Texto de origem:
Valentin Katasonov
O Fundo Monetário Internacional estava encarapitado num galho precário que agora lhe foi cortado. O Executive Board do FMI reuniu-se em Washington na noite de 14 de Setembro. A questão mais importante na sua agenda era se aprovava um desembolso de mil milhões de dólares como empréstimo à Ucrânia. E eles assim o fizeram . Excepto o director representante da Rússia naquele organismo, que votou contra o desembolso.
Isto não foi um acontecimento habitual, mas sim algo que terá um impacto, em primeiro lugar e acima de tudo, sobre o destino do Fundo Monetário Internacional.
O dinheiro em causa é parte de um acordo do FMI no sentido de proporcionar à Ucrânia fundos de empréstimo no valor de US$17,5 mil milhões, sob um programa de quatro anos para impulsionar a economia ucraniana que foi criado com a contribuição activa do FMI. O financiamento estrangeiro àquele programa, incluindo o empréstimo do FMI, totaliza US$40 mil milhões. Sob este programa Kiev recebeu sua primeira prestação de US$5 mil milhões, seguida pela segunda (US$1,7 mil milhões) e estava à espera de novos desembolsos. Contudo, o terceiro desembolso, aguardado para o fim de 2015, nunca chegou. O processo acabou numa travagem.
A explicação oficial centrou-se em torno da afirmação de que a Ucrânia era incapaz de cumprir seus compromissos. Isto era especialmente verdadeiro quanto a várias reformas prometidas dos sistemas fiscal, de segurança social, taxa de serviços fornecidos pelos negócios do sector comercial e assim por diante. O FMI também mencionou a falta de progresso na privatização, no combate à corrupção, etc. Esta lista de reclamações tem sido actualizada e modificada quase a cada mês.
Para registo: a Ucrânia até à data conseguiu sacar um total de aproximadamente US$20 mil milhões do FMI (desde 1994). Uma olhadela à documentação daqueles anos mostra que a Ucrânia nunca cumpriu plenamente suas obrigações, mas o dinheiro do FMI continuou a ser despejado. Assim, alguma outra coisa deve estar em curso.

Dados fornecidos:
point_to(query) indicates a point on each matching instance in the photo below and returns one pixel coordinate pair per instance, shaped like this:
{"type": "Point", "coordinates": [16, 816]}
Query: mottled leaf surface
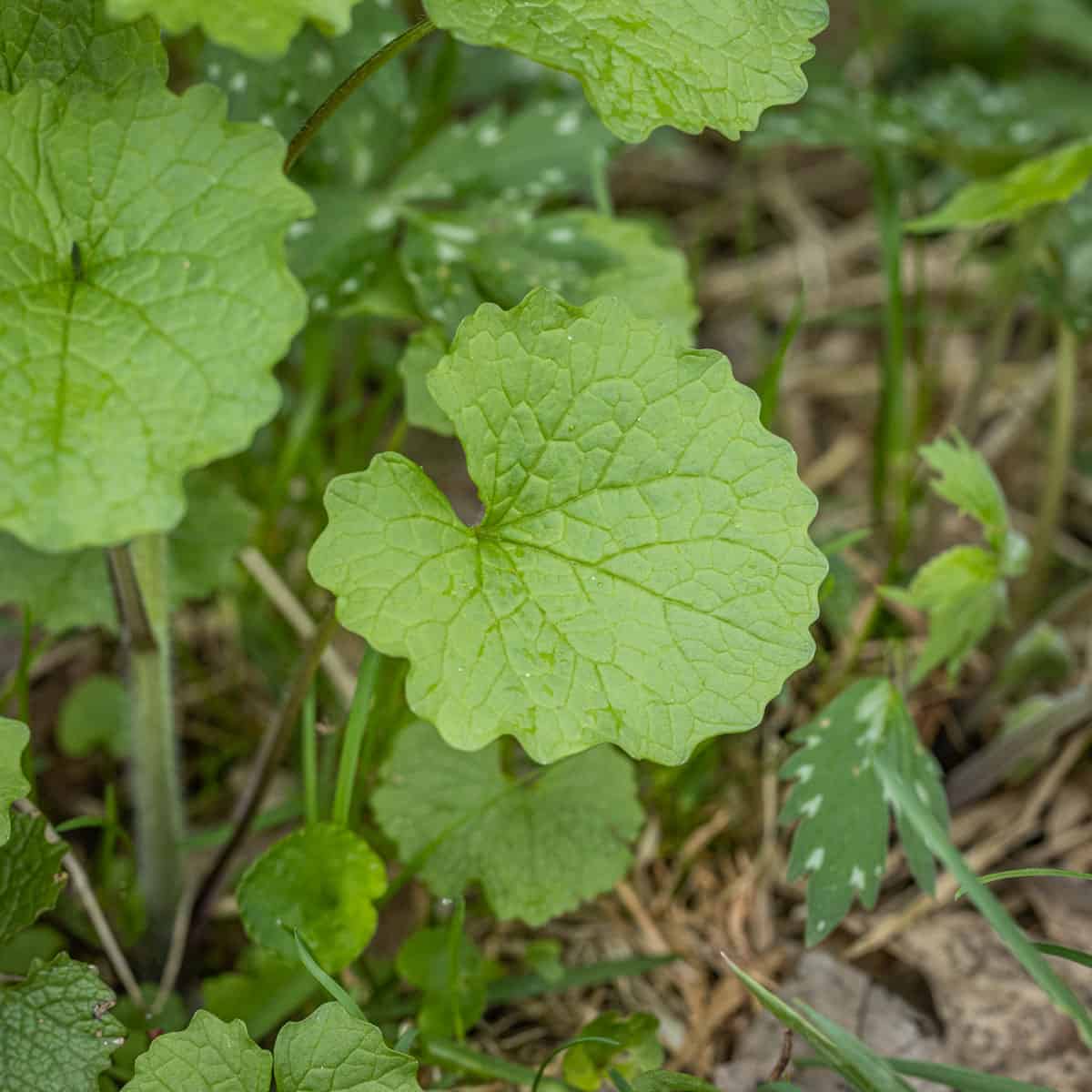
{"type": "Point", "coordinates": [540, 844]}
{"type": "Point", "coordinates": [688, 64]}
{"type": "Point", "coordinates": [841, 840]}
{"type": "Point", "coordinates": [57, 1033]}
{"type": "Point", "coordinates": [31, 875]}
{"type": "Point", "coordinates": [642, 574]}
{"type": "Point", "coordinates": [14, 741]}
{"type": "Point", "coordinates": [150, 350]}
{"type": "Point", "coordinates": [321, 880]}
{"type": "Point", "coordinates": [258, 27]}
{"type": "Point", "coordinates": [75, 45]}
{"type": "Point", "coordinates": [207, 1057]}
{"type": "Point", "coordinates": [334, 1052]}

Instruções:
#1 No texto sobre o FMI e a Ucrânia, quanto totaliza o financiamento estrangeiro ao programa de quatro anos?
#2 Diga se cada afirmação concorda com o texto sobre o FMI e a Ucrânia. Justifique com as palavras do texto.
(a) O director representante da Rússia votou a favor do desembolso.
(b) O terceiro desembolso chegou no fim de 2015.
(c) A primeira prestação recebida por Kiev foi de US$5 mil milhões.

Respostas ao exercício:
#1 Totaliza US$40 mil milhões, incluindo o empréstimo do FMI.

#2
(a) Não: "Excepto o director representante da Rússia naquele organismo, que votou contra o desembolso."
(b) Não: "o terceiro desembolso, aguardado para o fim de 2015, nunca chegou."
(c) Sim: "Sob este programa Kiev recebeu sua primeira prestação de US$5 mil milhões".